_Exercise goal_: I would like every line of the records below that contains the word "orange" copied.

########

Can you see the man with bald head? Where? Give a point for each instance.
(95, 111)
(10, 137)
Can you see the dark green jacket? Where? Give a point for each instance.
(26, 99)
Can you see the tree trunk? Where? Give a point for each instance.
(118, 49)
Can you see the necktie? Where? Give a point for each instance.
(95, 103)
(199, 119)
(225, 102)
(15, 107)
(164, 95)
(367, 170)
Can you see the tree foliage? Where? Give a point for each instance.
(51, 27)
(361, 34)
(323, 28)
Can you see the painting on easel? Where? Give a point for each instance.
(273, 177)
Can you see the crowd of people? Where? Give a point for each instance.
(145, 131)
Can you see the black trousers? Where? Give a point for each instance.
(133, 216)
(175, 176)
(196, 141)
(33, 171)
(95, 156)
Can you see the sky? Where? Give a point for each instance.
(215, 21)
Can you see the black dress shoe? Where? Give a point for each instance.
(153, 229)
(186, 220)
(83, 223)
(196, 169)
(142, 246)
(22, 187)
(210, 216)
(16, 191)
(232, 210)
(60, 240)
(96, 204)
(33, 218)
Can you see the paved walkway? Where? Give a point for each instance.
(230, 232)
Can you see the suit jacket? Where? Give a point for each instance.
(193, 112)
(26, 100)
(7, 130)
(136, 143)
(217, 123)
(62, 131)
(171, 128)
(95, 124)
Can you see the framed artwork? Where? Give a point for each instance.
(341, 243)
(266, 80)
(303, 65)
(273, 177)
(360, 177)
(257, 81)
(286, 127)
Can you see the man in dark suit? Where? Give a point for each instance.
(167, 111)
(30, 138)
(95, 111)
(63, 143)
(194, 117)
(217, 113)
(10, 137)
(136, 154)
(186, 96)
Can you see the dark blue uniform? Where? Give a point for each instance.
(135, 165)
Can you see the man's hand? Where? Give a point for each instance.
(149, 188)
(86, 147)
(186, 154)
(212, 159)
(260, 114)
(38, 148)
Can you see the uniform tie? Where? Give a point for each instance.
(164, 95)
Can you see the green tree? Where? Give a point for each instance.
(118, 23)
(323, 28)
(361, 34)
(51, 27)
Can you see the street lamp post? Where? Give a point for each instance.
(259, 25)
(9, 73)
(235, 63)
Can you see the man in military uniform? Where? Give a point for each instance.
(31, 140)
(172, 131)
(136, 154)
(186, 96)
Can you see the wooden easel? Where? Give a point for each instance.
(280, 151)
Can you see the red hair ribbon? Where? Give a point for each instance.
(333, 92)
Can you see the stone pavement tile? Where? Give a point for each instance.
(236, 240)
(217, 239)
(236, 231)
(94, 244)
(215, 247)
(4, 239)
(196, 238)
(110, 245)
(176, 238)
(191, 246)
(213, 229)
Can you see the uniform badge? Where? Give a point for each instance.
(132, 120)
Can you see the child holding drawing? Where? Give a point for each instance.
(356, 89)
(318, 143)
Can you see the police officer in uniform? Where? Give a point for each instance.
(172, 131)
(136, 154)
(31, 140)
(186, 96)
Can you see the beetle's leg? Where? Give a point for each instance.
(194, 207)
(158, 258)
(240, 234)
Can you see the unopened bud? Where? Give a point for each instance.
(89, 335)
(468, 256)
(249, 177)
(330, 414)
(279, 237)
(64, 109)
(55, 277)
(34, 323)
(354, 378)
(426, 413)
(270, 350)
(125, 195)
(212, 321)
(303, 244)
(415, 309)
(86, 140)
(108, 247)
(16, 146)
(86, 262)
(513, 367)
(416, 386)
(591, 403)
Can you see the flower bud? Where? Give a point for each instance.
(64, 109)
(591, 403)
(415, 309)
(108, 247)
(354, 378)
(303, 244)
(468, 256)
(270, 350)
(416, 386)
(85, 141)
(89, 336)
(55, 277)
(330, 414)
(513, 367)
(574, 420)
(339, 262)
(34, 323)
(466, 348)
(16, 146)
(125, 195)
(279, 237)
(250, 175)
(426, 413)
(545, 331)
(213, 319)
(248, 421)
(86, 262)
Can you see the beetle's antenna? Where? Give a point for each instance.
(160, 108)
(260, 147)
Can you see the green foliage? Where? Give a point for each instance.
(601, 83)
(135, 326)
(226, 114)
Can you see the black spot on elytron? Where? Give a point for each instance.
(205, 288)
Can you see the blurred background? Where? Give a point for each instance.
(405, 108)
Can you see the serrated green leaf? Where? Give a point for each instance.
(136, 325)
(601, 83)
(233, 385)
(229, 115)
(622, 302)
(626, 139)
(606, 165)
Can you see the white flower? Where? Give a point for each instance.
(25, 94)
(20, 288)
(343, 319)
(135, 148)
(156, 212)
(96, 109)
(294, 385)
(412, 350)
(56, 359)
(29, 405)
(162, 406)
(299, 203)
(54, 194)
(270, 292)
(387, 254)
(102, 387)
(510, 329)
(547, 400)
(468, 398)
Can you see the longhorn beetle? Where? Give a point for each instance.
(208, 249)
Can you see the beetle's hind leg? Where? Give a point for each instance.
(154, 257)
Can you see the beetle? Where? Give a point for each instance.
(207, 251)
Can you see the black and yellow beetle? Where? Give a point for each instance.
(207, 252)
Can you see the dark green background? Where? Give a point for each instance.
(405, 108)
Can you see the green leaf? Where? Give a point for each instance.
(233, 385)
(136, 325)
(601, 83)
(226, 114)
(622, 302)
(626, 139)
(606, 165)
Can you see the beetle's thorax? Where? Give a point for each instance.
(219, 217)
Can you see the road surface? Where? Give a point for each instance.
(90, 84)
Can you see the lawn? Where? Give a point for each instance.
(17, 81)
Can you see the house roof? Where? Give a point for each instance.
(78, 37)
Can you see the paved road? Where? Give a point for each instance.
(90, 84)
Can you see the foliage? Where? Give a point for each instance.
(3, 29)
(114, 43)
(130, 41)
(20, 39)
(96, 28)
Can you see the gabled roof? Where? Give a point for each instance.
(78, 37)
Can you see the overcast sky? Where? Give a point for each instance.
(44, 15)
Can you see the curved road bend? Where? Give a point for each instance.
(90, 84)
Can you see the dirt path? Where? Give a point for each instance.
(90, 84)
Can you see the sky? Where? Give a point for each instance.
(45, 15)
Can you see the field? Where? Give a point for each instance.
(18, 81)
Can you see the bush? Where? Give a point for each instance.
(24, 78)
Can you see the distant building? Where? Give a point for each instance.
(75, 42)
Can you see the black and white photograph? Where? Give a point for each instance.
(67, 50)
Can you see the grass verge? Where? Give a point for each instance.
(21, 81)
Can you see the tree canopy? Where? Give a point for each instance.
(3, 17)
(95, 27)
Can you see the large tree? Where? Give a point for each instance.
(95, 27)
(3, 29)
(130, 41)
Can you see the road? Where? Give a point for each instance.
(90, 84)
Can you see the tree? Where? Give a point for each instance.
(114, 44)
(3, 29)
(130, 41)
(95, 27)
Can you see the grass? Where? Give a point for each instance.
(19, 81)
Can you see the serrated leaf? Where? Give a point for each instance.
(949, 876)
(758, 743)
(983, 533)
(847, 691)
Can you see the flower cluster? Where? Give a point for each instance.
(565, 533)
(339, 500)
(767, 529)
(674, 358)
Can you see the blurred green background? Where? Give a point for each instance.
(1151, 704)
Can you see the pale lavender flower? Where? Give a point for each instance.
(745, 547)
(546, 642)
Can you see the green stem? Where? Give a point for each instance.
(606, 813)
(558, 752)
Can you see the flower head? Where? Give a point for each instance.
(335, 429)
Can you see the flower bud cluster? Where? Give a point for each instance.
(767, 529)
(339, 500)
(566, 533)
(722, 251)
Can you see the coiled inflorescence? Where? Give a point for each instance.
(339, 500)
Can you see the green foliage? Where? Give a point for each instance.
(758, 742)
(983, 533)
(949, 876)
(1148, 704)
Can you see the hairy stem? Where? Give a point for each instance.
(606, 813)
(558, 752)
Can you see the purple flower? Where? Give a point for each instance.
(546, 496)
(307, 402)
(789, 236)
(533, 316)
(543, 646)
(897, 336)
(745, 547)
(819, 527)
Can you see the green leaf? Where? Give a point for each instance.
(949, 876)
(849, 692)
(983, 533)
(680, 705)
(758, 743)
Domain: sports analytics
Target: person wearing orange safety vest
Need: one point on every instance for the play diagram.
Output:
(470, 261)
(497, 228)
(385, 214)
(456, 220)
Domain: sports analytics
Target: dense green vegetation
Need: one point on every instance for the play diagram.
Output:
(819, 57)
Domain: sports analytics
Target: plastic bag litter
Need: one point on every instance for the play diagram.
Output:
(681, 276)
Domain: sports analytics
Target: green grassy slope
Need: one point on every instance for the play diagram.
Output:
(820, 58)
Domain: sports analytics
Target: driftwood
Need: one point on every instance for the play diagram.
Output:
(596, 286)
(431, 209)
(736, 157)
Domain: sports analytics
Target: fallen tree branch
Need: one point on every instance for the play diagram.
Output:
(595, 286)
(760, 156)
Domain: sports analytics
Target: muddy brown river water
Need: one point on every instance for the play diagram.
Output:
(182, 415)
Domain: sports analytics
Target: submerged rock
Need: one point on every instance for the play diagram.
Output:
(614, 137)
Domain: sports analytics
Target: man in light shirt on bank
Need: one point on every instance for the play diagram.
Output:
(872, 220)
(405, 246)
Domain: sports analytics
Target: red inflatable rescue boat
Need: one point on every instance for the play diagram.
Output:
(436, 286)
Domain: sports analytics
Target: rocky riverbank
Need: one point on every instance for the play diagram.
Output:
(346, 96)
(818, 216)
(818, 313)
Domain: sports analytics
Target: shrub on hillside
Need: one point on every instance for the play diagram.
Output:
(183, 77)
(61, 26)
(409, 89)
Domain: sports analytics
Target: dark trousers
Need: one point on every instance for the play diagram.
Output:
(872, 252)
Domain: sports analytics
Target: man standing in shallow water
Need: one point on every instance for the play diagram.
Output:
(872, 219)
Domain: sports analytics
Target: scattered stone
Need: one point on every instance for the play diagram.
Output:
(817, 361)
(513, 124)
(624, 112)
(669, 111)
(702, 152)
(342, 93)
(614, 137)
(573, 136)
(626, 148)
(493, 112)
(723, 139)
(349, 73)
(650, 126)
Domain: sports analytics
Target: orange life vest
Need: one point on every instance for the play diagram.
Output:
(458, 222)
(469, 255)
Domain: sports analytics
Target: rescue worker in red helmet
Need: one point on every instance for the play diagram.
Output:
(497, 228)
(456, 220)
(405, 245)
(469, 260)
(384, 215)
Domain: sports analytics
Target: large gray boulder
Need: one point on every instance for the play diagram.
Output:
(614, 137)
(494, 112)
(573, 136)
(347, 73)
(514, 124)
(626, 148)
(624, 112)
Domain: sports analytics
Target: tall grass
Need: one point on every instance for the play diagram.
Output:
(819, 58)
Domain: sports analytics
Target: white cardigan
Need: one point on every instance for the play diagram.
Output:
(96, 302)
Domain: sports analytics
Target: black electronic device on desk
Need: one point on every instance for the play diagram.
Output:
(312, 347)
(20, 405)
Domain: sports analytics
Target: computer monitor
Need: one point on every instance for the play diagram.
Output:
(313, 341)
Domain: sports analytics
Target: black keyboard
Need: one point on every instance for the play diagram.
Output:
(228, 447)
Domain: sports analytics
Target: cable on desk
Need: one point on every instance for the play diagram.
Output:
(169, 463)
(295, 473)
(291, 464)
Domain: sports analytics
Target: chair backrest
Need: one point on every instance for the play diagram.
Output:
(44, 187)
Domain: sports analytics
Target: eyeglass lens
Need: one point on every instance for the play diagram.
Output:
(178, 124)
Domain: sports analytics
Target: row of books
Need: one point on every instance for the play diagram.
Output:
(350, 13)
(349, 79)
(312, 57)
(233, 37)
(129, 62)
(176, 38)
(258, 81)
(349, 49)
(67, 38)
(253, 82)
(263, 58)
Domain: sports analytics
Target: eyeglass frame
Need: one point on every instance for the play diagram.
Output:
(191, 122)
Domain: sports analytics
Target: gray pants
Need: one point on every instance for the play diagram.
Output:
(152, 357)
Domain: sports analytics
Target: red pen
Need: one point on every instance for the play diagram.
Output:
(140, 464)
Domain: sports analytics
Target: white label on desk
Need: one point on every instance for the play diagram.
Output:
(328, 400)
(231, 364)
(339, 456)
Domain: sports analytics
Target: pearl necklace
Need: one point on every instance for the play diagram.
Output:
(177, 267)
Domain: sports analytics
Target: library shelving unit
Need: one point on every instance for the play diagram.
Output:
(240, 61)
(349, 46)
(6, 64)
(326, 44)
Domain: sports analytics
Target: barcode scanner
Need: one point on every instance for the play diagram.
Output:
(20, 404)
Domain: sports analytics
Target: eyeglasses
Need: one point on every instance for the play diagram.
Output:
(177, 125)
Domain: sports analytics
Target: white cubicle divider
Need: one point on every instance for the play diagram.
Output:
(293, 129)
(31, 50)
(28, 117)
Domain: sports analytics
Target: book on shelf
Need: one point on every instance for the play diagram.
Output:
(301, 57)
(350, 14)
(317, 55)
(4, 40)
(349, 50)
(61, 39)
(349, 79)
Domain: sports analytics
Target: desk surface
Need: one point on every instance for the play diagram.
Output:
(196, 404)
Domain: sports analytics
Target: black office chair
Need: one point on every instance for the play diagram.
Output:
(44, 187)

########

_Task result_:
Target: person wearing orange safety vest
Target: orange life vest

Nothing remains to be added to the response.